• Document extract:
***

# Hillary Poll



## new dog (Jun 21, 2016)

Time to see what everyone really thinks of Hillary in this poll before the debates.


----------



## new dog (Jun 21, 2016)

You guys are fast, I was still trying to figure this thing out.


----------



## mrPPincer (Nov 21, 2011)

problem is, most of us can't vote down there; can you change it from will to would?


----------



## olivaw (Nov 21, 2010)

So far, 3 votes for _Good mostly honest so I vote for Hillary_ (including me). 1 for Neither and 1 for Trump. 

The sample is so tiny as to be meaningless at this point but I am still surprised that the vote is leaning the way it is.

Good poll dogcom.


----------



## mrPPincer (Nov 21, 2011)

mrPPincer said:


> problem is, most of us can't vote down there; can you change it from will to would?


nvm, screw it, I'll play, I go #3


----------



## agent99 (Sep 11, 2013)

mrPPincer said:


> problem is, most of us can't vote down there; can you change it from will to would?


Right! Poll not applicable to most of us, but voted anyway


----------



## gibor365 (Apr 1, 2011)

but why did you call it Hillart poll and not Tramp one?!


----------



## new dog (Jun 21, 2016)

Olivaw your right meaningless but fun. I am surprised there are a couple of Trump supporters out there. Even though we can't vote I am glad you guys are getting into it, we all needed a break from the tension of the US election thread.


----------



## humble_pie (Jun 7, 2009)

still a tiny meaningless sample but so far, 77% of respondents are voting for hillary


----------



## Nelley (Aug 14, 2016)

humble_pie said:


> still a tiny meaningless sample but so far, 77% of respondents are voting for hillary


54% think Crooked Hillary is HONEST-even the American public isn't that dense.


----------



## TomB19 (Sep 24, 2015)

Rest easy, Nelley. I won't be voting for Hillary. I won't be voting for Trump, either.

***

[Records from a data source]
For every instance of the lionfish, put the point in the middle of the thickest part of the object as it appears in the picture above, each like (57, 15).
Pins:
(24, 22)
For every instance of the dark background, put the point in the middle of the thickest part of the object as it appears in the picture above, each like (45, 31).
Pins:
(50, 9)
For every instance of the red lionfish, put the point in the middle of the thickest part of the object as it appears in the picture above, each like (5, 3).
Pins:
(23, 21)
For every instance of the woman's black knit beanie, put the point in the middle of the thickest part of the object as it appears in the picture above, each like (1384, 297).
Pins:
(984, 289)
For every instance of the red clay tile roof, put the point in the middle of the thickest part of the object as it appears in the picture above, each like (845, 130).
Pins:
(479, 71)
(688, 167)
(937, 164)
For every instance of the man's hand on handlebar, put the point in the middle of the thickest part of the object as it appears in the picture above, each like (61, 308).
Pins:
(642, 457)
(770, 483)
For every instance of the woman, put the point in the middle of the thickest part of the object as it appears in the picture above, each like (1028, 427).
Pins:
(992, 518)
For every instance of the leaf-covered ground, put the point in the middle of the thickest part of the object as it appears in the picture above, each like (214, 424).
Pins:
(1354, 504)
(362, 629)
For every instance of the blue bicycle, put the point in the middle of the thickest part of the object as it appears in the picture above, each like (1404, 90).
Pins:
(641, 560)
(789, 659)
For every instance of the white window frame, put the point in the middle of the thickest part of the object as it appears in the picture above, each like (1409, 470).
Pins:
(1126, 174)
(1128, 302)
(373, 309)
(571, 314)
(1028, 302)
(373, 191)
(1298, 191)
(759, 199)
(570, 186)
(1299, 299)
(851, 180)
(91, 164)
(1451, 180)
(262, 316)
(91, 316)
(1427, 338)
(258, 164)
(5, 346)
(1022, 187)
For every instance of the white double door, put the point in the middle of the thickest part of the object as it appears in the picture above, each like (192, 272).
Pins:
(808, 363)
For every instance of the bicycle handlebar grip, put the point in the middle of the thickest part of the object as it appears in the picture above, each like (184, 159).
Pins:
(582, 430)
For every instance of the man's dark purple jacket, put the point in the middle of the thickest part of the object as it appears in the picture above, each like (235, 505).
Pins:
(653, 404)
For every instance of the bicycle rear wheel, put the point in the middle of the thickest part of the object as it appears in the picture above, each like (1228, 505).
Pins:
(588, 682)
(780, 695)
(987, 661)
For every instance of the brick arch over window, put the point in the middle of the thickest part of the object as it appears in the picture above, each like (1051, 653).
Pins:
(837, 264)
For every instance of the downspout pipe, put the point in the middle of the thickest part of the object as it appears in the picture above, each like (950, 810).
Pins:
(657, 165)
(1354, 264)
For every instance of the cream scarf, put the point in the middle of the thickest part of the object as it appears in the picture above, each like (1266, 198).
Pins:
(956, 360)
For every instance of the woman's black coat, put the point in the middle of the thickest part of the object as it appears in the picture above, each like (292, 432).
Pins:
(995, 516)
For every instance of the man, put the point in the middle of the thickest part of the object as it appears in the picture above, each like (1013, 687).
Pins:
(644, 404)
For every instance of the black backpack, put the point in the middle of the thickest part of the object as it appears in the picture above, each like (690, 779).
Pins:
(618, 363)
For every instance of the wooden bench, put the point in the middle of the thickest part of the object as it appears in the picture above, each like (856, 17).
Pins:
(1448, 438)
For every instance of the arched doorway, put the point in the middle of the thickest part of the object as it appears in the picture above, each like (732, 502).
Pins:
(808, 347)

***

• Problems:
**A.** Repeat the passage of the Hillary poll thread starting at "## olivaw (Nov" and ending at "Good poll dogcom.".
**B.** Decide whether each statement agrees with the Hillary poll thread, answering yes or no and quoting the words that settle it: (i) olivaw reports one vote for Trump so far. (ii) humble_pie reports that 54% of respondents are voting for Hillary. (iii) TomB19 states a plan to vote for Trump.
**C.** Extend the Hillary poll thread beyond its final post.
These records stand apart from the Hillary poll thread.

• Expected responses:
**A.**
## olivaw (Nov 21, 2010)

So far, 3 votes for _Good mostly honest so I vote for Hillary_ (including me). 1 for Neither and 1 for Trump. 

The sample is so tiny as to be meaningless at this point but I am still surprised that the vote is leaning the way it is.

Good poll dogcom.

**B.**
(i) Yes: "1 for Neither and 1 for Trump."
(ii) No: "so far, 77% of respondents are voting for hillary"
(iii) No: "I won't be voting for Trump, either."

**C.**
After some investigation, I discovered Canadians can't vote in US elections.


----------



## Beaver101 (Nov 14, 2011)

Why do we "Canadians" care about voting for Hillary or Trump for that matter?


----------



## Nelley (Aug 14, 2016)

Beaver101 said:


> Why do we "Canadians" care about voting for Hillary or Trump for that matter?


This 2016 Presidential campaign reminds me of the OJ Simpson case-I don't know why I followed that one either-certainly isn't a productive use of time.


----------



## agent99 (Sep 11, 2013)

Beaver101 said:


> Why do we "Canadians" care about voting for Hillary or Trump for that matter?


I think we do care because, like it or not, we are inextricably joined at the hip with the US.


----------



## TomB19 (Sep 24, 2015)

agent99 said:


> I think we do care because, like it or not, we are inextricably joined at the hip with the US.


Christopher Hitchens was once asked why he cared about US presidential politics. He was told, "After all, it's not your president." Hitchens responded, "Of course he's my president. He is everyone's president. He will be the leader of the free world."


----------



## new dog (Jun 21, 2016)

Agent99 your right what happens down there will effect us. It is interesting we have 10 who think she is mostly honest and we have 6 that would actually go for Trump. The interesting thing about the poll is it gives people a chance to say they would support Trump, without being scolded or told they are nuts or something worse. The people who believe she is mostly good and honest are not afraid to say so and most people would agree even though it is probably false. Being left and politically correct is still in right now and that is why people are not afraid to say they support Hillary publicly. 

The thing is in the US it is something like the poll here and that people don't want you to know they support Trump.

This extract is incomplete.